● Extrait du document
<<<<
Au cœur du Judo Breton – Interview de Joël Boucher à la Ligue Bretagne Judo

5 novembre 2025 | Presse

 Le plus important c’est le respect Joël Boucher, 7e Dan originaire du Finistère, est une figure majeure du judo en Bretagne. Passionné par sa dimension éducative, il partage avec conviction ce qui le guide depuis 63 ans de pratique.

Parcours

Q : Peux-tu te présenter en quelques mots ? (Parcours, rôle dans le judo, lien avec la Bretagne)
R : J’ai commencé le judo il y a 63 ans, à l’âge de 7 ans, en Gironde. À notre retour en Bretagne, j’ai rejoint le Dojo des Abers, puis le Dojo Brestois. J’ai fait beaucoup de compétition à tous les niveaux : départemental, régional, interrégional, et jusqu’aux championnats de France en cadet, junior et senior.

En 1979, j’ai obtenu mon brevet d’État et créé la section judo de l’ASPTT Brest, puis, en 1983, le Judo Club de Gouesnou, où j’habitais. Cela fait maintenant 46 ans que j’enseigne le judo.

J’ai aussi pris des responsabilités au sein du comité départemental et de la ligue de Bretagne: 16 ans en tant que responsable de la commission sportive du Finistère, puis délégué des clubs du Finistère, vice-président de la ligue, responsable régional culture judo, référent des hauts gradés, responsable des récompenses et juge à différents niveaux, régional et national.

Côté formation, j’ai participé à de nombreux stages en France et trois fois au Japon avec la fédération. J’ai obtenu mon 6e dan en 2005 et je suis 7e dan depuis fin 2022.

Ce parcours m’a valu plusieurs distinctions : médaille d’or de la jeunesse et des sports, palme d’Or de la fédération, croix de vermeil, grande médaille d’or.

Q : Comment as-tu découvert le judo et qu’est-ce qui t’a attiré ?
>>>>
● Données fournies
<<<<
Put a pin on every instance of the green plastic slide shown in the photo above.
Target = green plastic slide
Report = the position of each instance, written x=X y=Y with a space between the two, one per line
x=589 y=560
>>>>
● Exercices
1. Répondez aux questions suivantes d'après l'entretien :
(a) À quel âge et dans quel département Joël Boucher a-t-il commencé le judo ?
(b) En quelle année a-t-il créé le Judo Club de Gouesnou ?
(c) Combien de fois s'est-il rendu au Japon avec la fédération ?
2. Imprimez le passage de l'entretien compris entre « En 1979, j’ai » et « régional et national. », ces deux passages inclus.

● Corrigés par exercice
1.
(a) À l'âge de 7 ans, en Gironde.
(b) En 1983.
(c) Trois fois.

2.
En 1979, j’ai obtenu mon brevet d’État et créé la section judo de l’ASPTT Brest, puis, en 1983, le Judo Club de Gouesnou, où j’habitais. Cela fait maintenant 46 ans que j’enseigne le judo.

J’ai aussi pris des responsabilités au sein du comité départemental et de la ligue de Bretagne: 16 ans en tant que responsable de la commission sportive du Finistère, puis délégué des clubs du Finistère, vice-président de la ligue, responsable régional culture judo, référent des hauts gradés, responsable des récompenses et juge à différents niveaux, régional et national.